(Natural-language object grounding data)
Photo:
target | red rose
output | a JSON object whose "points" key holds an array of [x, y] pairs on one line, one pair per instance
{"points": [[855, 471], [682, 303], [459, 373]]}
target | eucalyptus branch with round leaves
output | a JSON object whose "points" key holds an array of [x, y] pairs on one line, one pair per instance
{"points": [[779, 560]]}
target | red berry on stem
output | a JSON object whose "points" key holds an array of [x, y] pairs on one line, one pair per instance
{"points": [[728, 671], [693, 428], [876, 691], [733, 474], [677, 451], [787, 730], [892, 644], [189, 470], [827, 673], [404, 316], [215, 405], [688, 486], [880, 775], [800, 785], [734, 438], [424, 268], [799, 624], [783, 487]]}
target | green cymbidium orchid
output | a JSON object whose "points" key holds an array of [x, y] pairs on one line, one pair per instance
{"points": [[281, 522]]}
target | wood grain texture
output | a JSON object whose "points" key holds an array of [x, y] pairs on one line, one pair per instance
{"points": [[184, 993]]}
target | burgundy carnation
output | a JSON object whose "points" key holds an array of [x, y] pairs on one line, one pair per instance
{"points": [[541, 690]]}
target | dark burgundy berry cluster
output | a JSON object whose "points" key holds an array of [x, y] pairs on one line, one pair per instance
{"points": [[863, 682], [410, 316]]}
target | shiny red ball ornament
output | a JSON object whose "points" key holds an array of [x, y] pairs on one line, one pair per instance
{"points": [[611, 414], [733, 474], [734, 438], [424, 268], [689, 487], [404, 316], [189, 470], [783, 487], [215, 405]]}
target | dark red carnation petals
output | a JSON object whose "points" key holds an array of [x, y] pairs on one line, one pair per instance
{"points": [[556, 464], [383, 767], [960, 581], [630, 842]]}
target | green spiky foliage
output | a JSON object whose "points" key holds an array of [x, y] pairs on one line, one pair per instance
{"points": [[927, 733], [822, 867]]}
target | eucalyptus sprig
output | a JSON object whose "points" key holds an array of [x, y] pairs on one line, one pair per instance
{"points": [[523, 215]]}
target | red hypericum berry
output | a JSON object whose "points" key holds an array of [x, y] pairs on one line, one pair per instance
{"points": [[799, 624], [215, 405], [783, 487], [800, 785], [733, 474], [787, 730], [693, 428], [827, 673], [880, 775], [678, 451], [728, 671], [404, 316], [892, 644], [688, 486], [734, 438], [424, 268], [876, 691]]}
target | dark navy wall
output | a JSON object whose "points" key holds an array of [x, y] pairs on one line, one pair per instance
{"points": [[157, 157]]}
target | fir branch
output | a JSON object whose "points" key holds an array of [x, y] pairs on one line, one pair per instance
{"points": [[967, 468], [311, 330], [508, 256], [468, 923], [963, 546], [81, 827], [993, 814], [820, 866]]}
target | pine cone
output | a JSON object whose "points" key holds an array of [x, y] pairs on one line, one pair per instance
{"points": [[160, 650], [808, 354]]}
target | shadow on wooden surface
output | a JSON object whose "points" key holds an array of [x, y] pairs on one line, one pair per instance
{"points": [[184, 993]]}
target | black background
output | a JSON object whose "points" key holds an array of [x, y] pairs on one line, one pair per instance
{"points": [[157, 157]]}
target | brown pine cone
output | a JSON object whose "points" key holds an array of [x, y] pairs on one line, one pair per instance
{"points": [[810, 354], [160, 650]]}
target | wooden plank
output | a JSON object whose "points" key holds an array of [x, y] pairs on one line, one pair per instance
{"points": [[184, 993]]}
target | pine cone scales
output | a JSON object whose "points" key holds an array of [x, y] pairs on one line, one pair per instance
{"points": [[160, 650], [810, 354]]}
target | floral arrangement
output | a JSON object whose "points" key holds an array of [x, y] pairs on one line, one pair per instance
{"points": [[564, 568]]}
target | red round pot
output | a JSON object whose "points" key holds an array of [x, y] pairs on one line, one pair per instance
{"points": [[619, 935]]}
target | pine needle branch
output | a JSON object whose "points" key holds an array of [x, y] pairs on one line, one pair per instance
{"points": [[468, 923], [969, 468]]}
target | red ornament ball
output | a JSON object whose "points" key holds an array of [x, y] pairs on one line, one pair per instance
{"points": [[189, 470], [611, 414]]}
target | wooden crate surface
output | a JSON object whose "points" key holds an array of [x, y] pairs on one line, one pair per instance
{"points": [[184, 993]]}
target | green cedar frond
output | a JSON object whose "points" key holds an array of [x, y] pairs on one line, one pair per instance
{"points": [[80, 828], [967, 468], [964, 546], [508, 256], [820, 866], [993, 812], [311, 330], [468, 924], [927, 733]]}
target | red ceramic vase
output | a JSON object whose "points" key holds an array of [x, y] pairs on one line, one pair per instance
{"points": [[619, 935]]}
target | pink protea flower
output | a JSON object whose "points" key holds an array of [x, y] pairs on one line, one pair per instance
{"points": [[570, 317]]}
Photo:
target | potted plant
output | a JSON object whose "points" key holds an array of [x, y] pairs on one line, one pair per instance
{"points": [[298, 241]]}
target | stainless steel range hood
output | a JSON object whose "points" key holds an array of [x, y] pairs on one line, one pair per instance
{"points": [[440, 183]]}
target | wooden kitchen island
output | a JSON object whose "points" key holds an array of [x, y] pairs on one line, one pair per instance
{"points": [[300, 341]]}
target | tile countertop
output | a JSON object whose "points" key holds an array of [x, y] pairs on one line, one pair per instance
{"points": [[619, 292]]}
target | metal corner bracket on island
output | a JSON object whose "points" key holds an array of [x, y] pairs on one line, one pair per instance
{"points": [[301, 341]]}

→ **WHAT THE EXERCISE ASKS**:
Reproduce each entry above character for character.

→ **EXERCISE ANSWER**:
Photo:
target | red rose
output | a JSON object whose "points" key holds an array of [x, y] pairs on one line, one pair per instance
{"points": [[855, 471], [682, 303], [459, 373]]}
target | eucalyptus branch with round leaves
output | a JSON object whose "points" key holds an array of [x, y] pairs on one line, one pair per instance
{"points": [[779, 560]]}
target | red berry on stem
output | a JSON object whose "points" key holds an array of [x, y] pairs on one line, one pair per instance
{"points": [[728, 671], [693, 428], [876, 691], [733, 474], [677, 451], [787, 730], [892, 644], [189, 470], [827, 673], [404, 316], [215, 405], [688, 486], [880, 775], [800, 785], [734, 438], [424, 268], [799, 624], [783, 487]]}
target | green cymbidium orchid
output | a JSON object whose "points" key holds an array of [x, y] pairs on one line, one pair per instance
{"points": [[281, 522]]}
target | wood grain texture
output | a JSON object whose "points" key holds an array of [x, y] pairs on one line, one pair per instance
{"points": [[184, 993]]}
target | burgundy carnation
output | a JSON object whose "points" key holds an array of [x, y] pairs on one line, one pair per instance
{"points": [[541, 690]]}
target | dark burgundy berry cluster
output | a JSON object whose "points" key holds an array of [x, y] pairs on one line, one pair per instance
{"points": [[863, 682], [410, 316]]}
target | shiny red ball ornament
output | a JSON object whose "points" key holds an array of [x, y] pairs on one line, one pair per instance
{"points": [[611, 414], [733, 474], [734, 438], [424, 268], [689, 487], [404, 316], [189, 470], [783, 487], [215, 405]]}
target | dark red carnation petals
output | a JSON object whose "points" key holds an array of [x, y] pairs on one line, one pair per instance
{"points": [[556, 464], [383, 767], [960, 581], [630, 842]]}
target | green spiky foliage
output | a JSON object whose "points" key holds an array of [x, y] pairs on one line, one pair per instance
{"points": [[927, 733], [822, 867]]}
target | eucalyptus sprig
output | a JSON object whose "points" key holds an array of [x, y] pairs on one line, one pair per instance
{"points": [[523, 215]]}
target | red hypericum berry
output | a JSON object whose "points" key holds an array of [x, y] pairs on one line, one pair per instance
{"points": [[799, 624], [215, 405], [783, 487], [800, 785], [733, 474], [787, 730], [693, 428], [827, 673], [880, 775], [678, 451], [728, 671], [404, 316], [892, 644], [688, 486], [734, 438], [424, 268], [876, 691]]}
target | dark navy wall
output | a JSON object whose "points" key holds an array of [x, y] pairs on one line, one pair per instance
{"points": [[157, 157]]}
target | fir branch
output | a JSON object whose "points" key holds an array of [x, y] pairs on one line, one pair per instance
{"points": [[967, 468], [311, 330], [508, 256], [468, 923], [963, 546], [81, 827], [993, 814], [820, 866]]}
target | pine cone
output | a JSON object whose "points" key holds an array of [x, y] pairs on one line, one pair per instance
{"points": [[160, 650], [808, 354]]}
target | shadow on wooden surface
output | a JSON object whose "points" key holds an array of [x, y] pairs on one line, one pair per instance
{"points": [[184, 993]]}
target | black background
output | a JSON object whose "points" key holds an array of [x, y] pairs on one line, one pair per instance
{"points": [[157, 157]]}
target | brown pine cone
output | a JSON object whose "points" key holds an array of [x, y] pairs on one line, one pair per instance
{"points": [[810, 354], [160, 650]]}
target | wooden plank
output | a JSON object whose "points" key holds an array of [x, y] pairs on one line, one pair per instance
{"points": [[184, 993]]}
target | pine cone scales
output | a JSON object whose "points" key holds an array of [x, y] pairs on one line, one pair per instance
{"points": [[160, 650], [810, 354]]}
target | floral arrangement
output | a JSON object whose "points" key holds an array of [x, y] pairs on one line, one pair per instance
{"points": [[564, 568]]}
target | red round pot
output | a JSON object whose "points" key holds an array of [x, y] pairs on one line, one pair per instance
{"points": [[619, 935]]}
target | pine needle branch
output | a JSON object whose "points" key holds an array of [x, y] pairs on one line, one pair per instance
{"points": [[468, 923], [969, 468]]}
target | red ornament ball
output | a JSON object whose "points" key holds an array of [x, y] pairs on one line, one pair per instance
{"points": [[189, 470], [611, 414]]}
target | wooden crate surface
output | a JSON object whose "points" key holds an array of [x, y] pairs on one line, one pair per instance
{"points": [[184, 993]]}
target | green cedar frond
output | a JSON object whose "points" key holds an array of [x, y] pairs on one line, one pair per instance
{"points": [[80, 828], [967, 468], [964, 546], [508, 256], [820, 866], [993, 812], [311, 330], [468, 924], [927, 733]]}
target | red ceramic vase
output | a JSON object whose "points" key holds an array of [x, y] pairs on one line, one pair per instance
{"points": [[619, 935]]}
target | pink protea flower
output | a JSON object whose "points" key holds an array of [x, y] pairs on one line, one pair per instance
{"points": [[570, 317]]}
Photo:
target | potted plant
output | a JSON object whose "points" key holds an array of [x, y] pairs on one line, one pair per instance
{"points": [[298, 241]]}
target | stainless steel range hood
output | a JSON object whose "points" key holds an array of [x, y] pairs on one line, one pair per instance
{"points": [[440, 183]]}
target | wooden kitchen island
output | a JSON object whose "points" key holds an array of [x, y] pairs on one line, one pair per instance
{"points": [[300, 341]]}
target | tile countertop
output | a JSON object whose "points" key holds an array of [x, y] pairs on one line, one pair per instance
{"points": [[619, 292]]}
target | metal corner bracket on island
output | a JSON object whose "points" key holds an array of [x, y] pairs on one line, one pair per instance
{"points": [[301, 341]]}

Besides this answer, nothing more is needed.